**Required work**:
Without the pictures, print each of the records below exactly as it appears.

--- Start of Listing ---

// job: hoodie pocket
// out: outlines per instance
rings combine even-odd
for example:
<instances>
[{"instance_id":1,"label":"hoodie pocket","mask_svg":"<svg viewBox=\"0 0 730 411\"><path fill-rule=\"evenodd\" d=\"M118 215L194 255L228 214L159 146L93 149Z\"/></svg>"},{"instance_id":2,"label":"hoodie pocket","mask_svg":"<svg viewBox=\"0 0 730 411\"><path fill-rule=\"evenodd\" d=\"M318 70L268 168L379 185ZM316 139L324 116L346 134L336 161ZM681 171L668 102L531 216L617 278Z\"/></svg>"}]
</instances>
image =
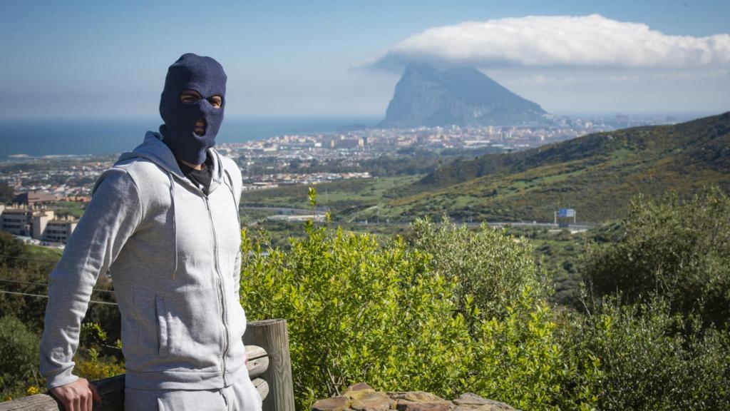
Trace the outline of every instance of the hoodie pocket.
<instances>
[{"instance_id":1,"label":"hoodie pocket","mask_svg":"<svg viewBox=\"0 0 730 411\"><path fill-rule=\"evenodd\" d=\"M169 322L167 320L165 300L159 295L155 295L155 310L157 317L157 354L160 357L166 357L170 352Z\"/></svg>"}]
</instances>

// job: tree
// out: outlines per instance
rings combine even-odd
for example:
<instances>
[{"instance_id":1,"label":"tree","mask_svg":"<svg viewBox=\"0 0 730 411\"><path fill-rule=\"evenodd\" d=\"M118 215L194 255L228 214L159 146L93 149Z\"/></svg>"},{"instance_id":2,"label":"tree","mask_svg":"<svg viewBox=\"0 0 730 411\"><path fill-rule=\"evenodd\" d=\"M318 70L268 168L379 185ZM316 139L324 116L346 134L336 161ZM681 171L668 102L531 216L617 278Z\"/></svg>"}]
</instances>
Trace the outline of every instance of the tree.
<instances>
[{"instance_id":1,"label":"tree","mask_svg":"<svg viewBox=\"0 0 730 411\"><path fill-rule=\"evenodd\" d=\"M585 280L596 297L628 303L666 299L705 323L730 317L730 197L710 187L682 201L634 198L616 243L591 247Z\"/></svg>"}]
</instances>

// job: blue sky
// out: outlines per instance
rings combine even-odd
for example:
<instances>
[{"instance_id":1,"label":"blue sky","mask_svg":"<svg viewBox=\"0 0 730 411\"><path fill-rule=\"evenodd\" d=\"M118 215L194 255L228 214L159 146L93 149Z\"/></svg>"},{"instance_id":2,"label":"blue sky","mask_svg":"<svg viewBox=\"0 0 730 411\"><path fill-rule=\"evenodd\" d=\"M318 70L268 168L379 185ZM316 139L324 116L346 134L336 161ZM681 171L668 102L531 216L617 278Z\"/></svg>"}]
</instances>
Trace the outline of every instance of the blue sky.
<instances>
[{"instance_id":1,"label":"blue sky","mask_svg":"<svg viewBox=\"0 0 730 411\"><path fill-rule=\"evenodd\" d=\"M590 15L600 18L583 18ZM411 58L473 63L553 113L719 113L730 110L730 64L723 57L730 49L722 48L726 37L717 37L730 32L728 15L727 1L691 0L2 1L0 118L156 116L166 67L188 51L223 64L228 116L382 115L401 67L381 63ZM569 31L578 39L581 27L593 21L607 30L618 27L617 36L631 32L630 23L658 34L642 37L638 26L639 39L626 34L621 41L628 48L614 56L612 34L604 31L586 36L595 42L576 45L577 51L556 63L531 61L534 52L526 48L531 37L503 44L489 29L534 24L552 33L564 24L554 16L583 16ZM448 55L461 47L465 22L474 22L469 30L491 42L492 54L473 56L483 50L480 43L466 59ZM446 29L434 30L439 27ZM446 47L431 48L434 36ZM691 61L692 54L677 62L675 50L685 41L677 36L691 37L696 48L719 48L702 64ZM632 42L677 44L636 51ZM549 48L554 45L537 53L562 55ZM499 54L508 47L526 51ZM574 61L590 54L580 47L597 56ZM637 66L631 56L655 52L664 57Z\"/></svg>"}]
</instances>

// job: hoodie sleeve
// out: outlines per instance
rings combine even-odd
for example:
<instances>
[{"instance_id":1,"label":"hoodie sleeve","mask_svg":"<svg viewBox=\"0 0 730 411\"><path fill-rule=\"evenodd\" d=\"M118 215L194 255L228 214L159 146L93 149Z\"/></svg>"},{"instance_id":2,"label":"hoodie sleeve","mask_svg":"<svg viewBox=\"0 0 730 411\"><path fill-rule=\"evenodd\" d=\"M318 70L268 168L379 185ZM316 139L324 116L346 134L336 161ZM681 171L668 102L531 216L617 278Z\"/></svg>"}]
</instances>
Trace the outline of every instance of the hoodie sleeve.
<instances>
[{"instance_id":1,"label":"hoodie sleeve","mask_svg":"<svg viewBox=\"0 0 730 411\"><path fill-rule=\"evenodd\" d=\"M51 388L73 382L72 358L81 321L99 274L106 274L142 217L132 178L119 168L107 170L69 239L48 281L48 303L40 343L41 374Z\"/></svg>"}]
</instances>

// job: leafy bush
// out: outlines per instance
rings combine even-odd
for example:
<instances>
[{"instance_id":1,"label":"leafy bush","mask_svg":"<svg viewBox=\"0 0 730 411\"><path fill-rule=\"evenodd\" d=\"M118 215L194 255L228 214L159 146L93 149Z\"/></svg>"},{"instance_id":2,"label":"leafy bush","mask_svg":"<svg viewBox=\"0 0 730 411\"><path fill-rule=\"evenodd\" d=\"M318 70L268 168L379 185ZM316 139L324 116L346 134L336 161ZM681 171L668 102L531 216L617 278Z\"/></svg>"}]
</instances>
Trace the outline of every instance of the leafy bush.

--- End of Listing ---

**Output below**:
// job: hoodie pocket
// out: outlines per instance
rings combine even-odd
for example:
<instances>
[{"instance_id":1,"label":"hoodie pocket","mask_svg":"<svg viewBox=\"0 0 730 411\"><path fill-rule=\"evenodd\" d=\"M118 215L194 255L228 214L159 146L93 149Z\"/></svg>"},{"instance_id":2,"label":"hoodie pocket","mask_svg":"<svg viewBox=\"0 0 730 411\"><path fill-rule=\"evenodd\" d=\"M318 70L268 168L379 185ZM316 139L324 116L346 134L336 161ZM681 171L668 102L531 216L617 278Z\"/></svg>"}]
</instances>
image =
Trace the outline of every instance of the hoodie pocket.
<instances>
[{"instance_id":1,"label":"hoodie pocket","mask_svg":"<svg viewBox=\"0 0 730 411\"><path fill-rule=\"evenodd\" d=\"M169 322L167 320L165 300L159 295L155 295L155 310L157 317L157 354L160 357L166 357L170 352Z\"/></svg>"}]
</instances>

// job: tree
// out: outlines per instance
rings combine even-odd
for example:
<instances>
[{"instance_id":1,"label":"tree","mask_svg":"<svg viewBox=\"0 0 730 411\"><path fill-rule=\"evenodd\" d=\"M118 215L194 255L228 214L159 146L93 149Z\"/></svg>"},{"instance_id":2,"label":"tree","mask_svg":"<svg viewBox=\"0 0 730 411\"><path fill-rule=\"evenodd\" d=\"M318 70L268 168L379 185ZM316 139L324 116L346 134L336 161ZM681 171L668 102L531 216L617 278Z\"/></svg>"}]
</instances>
Trace the outline of every instance of the tree.
<instances>
[{"instance_id":1,"label":"tree","mask_svg":"<svg viewBox=\"0 0 730 411\"><path fill-rule=\"evenodd\" d=\"M585 280L596 297L628 303L666 299L705 323L730 317L730 197L710 187L682 201L634 198L616 243L591 247Z\"/></svg>"}]
</instances>

// job: blue sky
// out: outlines per instance
rings combine even-odd
for example:
<instances>
[{"instance_id":1,"label":"blue sky","mask_svg":"<svg viewBox=\"0 0 730 411\"><path fill-rule=\"evenodd\" d=\"M118 215L194 255L228 214L159 146L93 149Z\"/></svg>"},{"instance_id":2,"label":"blue sky","mask_svg":"<svg viewBox=\"0 0 730 411\"><path fill-rule=\"evenodd\" d=\"M318 70L268 168L379 185ZM316 139L324 116L346 134L336 161ZM681 171L668 102L531 216L617 278Z\"/></svg>"}]
</instances>
Trace the outline of every instance of the blue sky.
<instances>
[{"instance_id":1,"label":"blue sky","mask_svg":"<svg viewBox=\"0 0 730 411\"><path fill-rule=\"evenodd\" d=\"M590 15L600 18L583 18ZM411 58L473 63L553 113L719 113L730 110L730 64L723 57L730 49L722 48L726 37L717 37L730 32L728 15L727 1L691 0L2 1L0 118L156 116L166 67L188 51L223 64L228 116L382 115L401 67L381 63ZM569 31L578 39L581 27L593 21L607 30L618 27L617 36L631 32L630 23L658 34L642 37L638 26L639 39L626 34L621 41L628 48L614 56L612 34L604 31L586 36L595 42L576 45L577 51L556 63L531 61L534 52L526 48L531 37L503 44L489 29L534 24L552 33L564 24L554 16L583 16ZM448 55L461 47L465 22L474 22L469 30L491 42L492 54L473 56L483 50L480 43L466 59ZM446 29L434 30L439 27ZM446 47L431 48L434 36ZM691 61L692 54L677 62L675 50L685 41L677 36L691 37L696 48L719 48L702 64ZM632 42L677 44L636 51ZM549 48L554 45L537 53L562 55ZM499 54L508 47L526 51ZM574 61L590 54L580 47L597 56ZM637 66L631 56L655 52L664 57Z\"/></svg>"}]
</instances>

// job: hoodie sleeve
// out: outlines per instance
rings combine even-odd
for example:
<instances>
[{"instance_id":1,"label":"hoodie sleeve","mask_svg":"<svg viewBox=\"0 0 730 411\"><path fill-rule=\"evenodd\" d=\"M118 215L194 255L228 214L159 146L93 149Z\"/></svg>"},{"instance_id":2,"label":"hoodie sleeve","mask_svg":"<svg viewBox=\"0 0 730 411\"><path fill-rule=\"evenodd\" d=\"M318 70L268 168L379 185ZM316 139L324 116L346 134L336 161ZM681 171L668 102L531 216L617 278Z\"/></svg>"}]
</instances>
Trace the outline of every instance of the hoodie sleeve.
<instances>
[{"instance_id":1,"label":"hoodie sleeve","mask_svg":"<svg viewBox=\"0 0 730 411\"><path fill-rule=\"evenodd\" d=\"M51 388L73 382L72 358L81 321L99 274L106 274L142 217L132 178L119 168L107 170L69 239L48 281L48 303L40 343L41 374Z\"/></svg>"}]
</instances>

// job: leafy bush
// out: outlines per instance
rings combine even-odd
for example:
<instances>
[{"instance_id":1,"label":"leafy bush","mask_svg":"<svg viewBox=\"0 0 730 411\"><path fill-rule=\"evenodd\" d=\"M118 215L194 255L228 214L159 146L93 149Z\"/></svg>"},{"instance_id":2,"label":"leafy bush","mask_svg":"<svg viewBox=\"0 0 730 411\"><path fill-rule=\"evenodd\" d=\"M318 70L268 168L379 185ZM316 139L324 116L346 134L336 161ZM681 171L668 102L531 216L617 278Z\"/></svg>"}]
</instances>
Trace the outline of every instance of the leafy bush.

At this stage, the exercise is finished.